** Text segment follows **

From watching Arena and Bradley, hardly touchy-feely types, I believed the United States needed a coach attuned to the American mentality. Most European coaches have come along in autocratic systems and would be put off by the American question, “Why?” I could not see Alex Ferguson, chomping gum as if he were grinding the egos of his hirelings, speaking the psychological language of Americans. But the theory was that Klinsmann, whose children were growing up in California, might work out in this culture.

  * * *

  The United States Soccer Federation was no longer the small-scale operation it once had been, with a few employees in a hole-in-the-wall office in the Empire State Building. It had moved to Colorado Springs for a time and then in 1991 to two mansions in the historic millionaire enclave of Prairie Avenue on the South Side of Chicago. Its net assets were estimated at $57 million in 2012, and it employed more than one hundred people. The federation made considerable expenditures on refereeing clinics and programs for millions of youths and had produced the championship women’s teams and in 2013 a promising under-twenty team coached by Tab Ramos.

  But how was the U.S. federation to be judged? In some ways, it was gaining in power and prestige with Gulati on the executive committee, but in the pragmatic world of soccer, the United States would mostly be judged by the results of the men’s team. After all the projects and academies, after the grand run in 2002, the United States had continued to produce admirable players who had learned the sport without much of an informal sandlot base where they could grapple and struggle and improvise, making moves on their own without Coach screaming in one ear and helicopter parents screaming in the other.

** End of Text segment **
** Dataset records follows **

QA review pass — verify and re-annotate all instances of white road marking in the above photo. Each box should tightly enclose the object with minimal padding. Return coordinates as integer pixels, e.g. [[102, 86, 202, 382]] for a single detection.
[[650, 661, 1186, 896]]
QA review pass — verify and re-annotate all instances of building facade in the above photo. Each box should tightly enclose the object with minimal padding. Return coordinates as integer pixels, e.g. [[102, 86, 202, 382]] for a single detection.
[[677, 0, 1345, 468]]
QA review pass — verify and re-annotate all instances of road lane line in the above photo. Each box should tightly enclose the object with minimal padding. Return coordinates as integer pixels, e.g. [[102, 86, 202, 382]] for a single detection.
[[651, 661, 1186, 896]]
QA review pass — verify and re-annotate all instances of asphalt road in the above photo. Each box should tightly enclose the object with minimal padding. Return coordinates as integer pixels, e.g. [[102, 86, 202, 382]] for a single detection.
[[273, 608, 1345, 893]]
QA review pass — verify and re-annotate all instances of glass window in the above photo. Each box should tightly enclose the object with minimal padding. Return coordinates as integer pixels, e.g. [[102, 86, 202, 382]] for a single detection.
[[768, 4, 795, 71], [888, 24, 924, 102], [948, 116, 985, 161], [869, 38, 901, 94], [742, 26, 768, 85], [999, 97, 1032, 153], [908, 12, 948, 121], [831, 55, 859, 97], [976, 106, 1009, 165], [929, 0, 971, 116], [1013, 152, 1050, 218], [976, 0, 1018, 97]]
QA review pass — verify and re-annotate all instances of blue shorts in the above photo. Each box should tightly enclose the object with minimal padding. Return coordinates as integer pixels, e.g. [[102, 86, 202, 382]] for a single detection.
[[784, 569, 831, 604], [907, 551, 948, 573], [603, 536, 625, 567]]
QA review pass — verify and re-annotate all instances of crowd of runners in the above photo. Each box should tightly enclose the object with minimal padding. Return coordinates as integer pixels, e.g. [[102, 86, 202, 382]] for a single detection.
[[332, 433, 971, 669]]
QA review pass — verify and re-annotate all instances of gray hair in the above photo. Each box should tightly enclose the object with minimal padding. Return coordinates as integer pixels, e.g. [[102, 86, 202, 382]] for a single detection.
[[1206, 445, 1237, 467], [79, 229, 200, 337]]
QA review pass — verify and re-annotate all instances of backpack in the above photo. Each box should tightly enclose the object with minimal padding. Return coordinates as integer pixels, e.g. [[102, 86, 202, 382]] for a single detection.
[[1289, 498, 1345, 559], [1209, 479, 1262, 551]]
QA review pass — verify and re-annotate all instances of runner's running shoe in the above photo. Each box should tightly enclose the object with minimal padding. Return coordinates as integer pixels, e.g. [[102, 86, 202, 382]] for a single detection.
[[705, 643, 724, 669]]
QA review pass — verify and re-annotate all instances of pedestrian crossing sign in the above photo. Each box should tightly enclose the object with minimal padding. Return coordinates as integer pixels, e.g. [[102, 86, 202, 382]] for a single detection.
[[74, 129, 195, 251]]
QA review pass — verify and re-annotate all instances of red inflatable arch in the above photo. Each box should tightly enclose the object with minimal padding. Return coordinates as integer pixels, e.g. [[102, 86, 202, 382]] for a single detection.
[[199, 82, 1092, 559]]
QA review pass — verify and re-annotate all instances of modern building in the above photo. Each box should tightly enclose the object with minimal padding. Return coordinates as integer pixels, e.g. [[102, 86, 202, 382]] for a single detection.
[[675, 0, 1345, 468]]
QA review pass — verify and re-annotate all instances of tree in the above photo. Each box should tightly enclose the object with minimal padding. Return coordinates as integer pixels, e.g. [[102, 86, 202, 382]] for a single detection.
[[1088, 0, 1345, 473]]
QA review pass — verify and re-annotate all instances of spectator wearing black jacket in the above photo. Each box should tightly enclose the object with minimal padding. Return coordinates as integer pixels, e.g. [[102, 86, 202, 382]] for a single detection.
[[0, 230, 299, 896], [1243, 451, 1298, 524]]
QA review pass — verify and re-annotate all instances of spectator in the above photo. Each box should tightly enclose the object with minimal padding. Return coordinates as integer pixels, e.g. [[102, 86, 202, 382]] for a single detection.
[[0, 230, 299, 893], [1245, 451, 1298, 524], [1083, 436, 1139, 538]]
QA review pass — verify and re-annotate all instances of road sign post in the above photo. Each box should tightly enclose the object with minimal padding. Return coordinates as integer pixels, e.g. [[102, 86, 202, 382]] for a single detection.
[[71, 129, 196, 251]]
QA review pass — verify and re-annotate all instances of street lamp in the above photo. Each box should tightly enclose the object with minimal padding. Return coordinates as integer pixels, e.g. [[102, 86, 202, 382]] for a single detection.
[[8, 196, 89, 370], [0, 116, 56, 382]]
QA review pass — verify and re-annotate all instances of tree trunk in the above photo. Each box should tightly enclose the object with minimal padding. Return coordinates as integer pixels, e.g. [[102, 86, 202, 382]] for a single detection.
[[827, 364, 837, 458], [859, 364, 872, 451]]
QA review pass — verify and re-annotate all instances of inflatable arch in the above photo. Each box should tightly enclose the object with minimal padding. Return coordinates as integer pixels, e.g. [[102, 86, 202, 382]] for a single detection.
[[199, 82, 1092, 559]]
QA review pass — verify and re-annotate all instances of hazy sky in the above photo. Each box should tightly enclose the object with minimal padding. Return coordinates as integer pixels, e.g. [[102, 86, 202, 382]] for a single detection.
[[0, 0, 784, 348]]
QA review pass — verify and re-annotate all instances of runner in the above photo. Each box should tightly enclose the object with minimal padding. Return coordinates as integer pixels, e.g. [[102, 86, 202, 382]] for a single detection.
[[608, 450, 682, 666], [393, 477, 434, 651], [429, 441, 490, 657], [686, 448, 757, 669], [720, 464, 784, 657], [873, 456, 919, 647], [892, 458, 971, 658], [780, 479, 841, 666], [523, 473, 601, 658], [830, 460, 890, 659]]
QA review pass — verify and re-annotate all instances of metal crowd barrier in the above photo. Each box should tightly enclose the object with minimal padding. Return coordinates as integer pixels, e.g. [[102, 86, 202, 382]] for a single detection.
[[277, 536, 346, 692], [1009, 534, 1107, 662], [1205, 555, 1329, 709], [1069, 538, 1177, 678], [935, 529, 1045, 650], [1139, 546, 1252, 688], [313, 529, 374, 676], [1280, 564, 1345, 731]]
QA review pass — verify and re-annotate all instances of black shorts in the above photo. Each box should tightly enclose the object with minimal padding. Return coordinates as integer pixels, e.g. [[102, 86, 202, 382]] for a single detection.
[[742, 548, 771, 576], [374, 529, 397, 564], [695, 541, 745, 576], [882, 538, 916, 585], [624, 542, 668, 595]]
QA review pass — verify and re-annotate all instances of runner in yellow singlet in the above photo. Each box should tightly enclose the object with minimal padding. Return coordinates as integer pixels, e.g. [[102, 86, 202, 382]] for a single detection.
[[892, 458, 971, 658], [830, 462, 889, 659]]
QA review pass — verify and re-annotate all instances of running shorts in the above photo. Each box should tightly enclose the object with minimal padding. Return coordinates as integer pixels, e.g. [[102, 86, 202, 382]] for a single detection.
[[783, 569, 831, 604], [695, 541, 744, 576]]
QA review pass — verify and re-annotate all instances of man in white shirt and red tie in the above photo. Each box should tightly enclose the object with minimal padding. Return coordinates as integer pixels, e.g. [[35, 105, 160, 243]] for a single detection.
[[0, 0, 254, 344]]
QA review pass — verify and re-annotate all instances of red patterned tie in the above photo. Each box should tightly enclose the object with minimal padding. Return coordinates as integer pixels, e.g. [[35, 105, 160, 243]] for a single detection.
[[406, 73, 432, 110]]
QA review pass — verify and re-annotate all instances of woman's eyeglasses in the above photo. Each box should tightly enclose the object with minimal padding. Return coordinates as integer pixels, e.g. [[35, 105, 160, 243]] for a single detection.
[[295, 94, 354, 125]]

** End of Dataset records **

▸ Activities:
#1 Name every person identified by name in the passage on U.S. soccer.
#2 According to the passage on U.S. soccer, where did the federation move in 1991?
#3 Reproduce everything in the passage on U.S. soccer from "But how was" down to "in the other.".

▸ Results in order:
#1 Arena, Bradley, Alex Ferguson, Klinsmann, Gulati, Tab Ramos

#2 To two mansions in the historic millionaire enclave of Prairie Avenue on the South Side of Chicago.

#3
But how was the U.S. federation to be judged? In some ways, it was gaining in power and prestige with Gulati on the executive committee, but in the pragmatic world of soccer, the United States would mostly be judged by the results of the men’s team. After all the projects and academies, after the grand run in 2002, the United States had continued to produce admirable players who had learned the sport without much of an informal sandlot base where they could grapple and struggle and improvise, making moves on their own without Coach screaming in one ear and helicopter parents screaming in the other.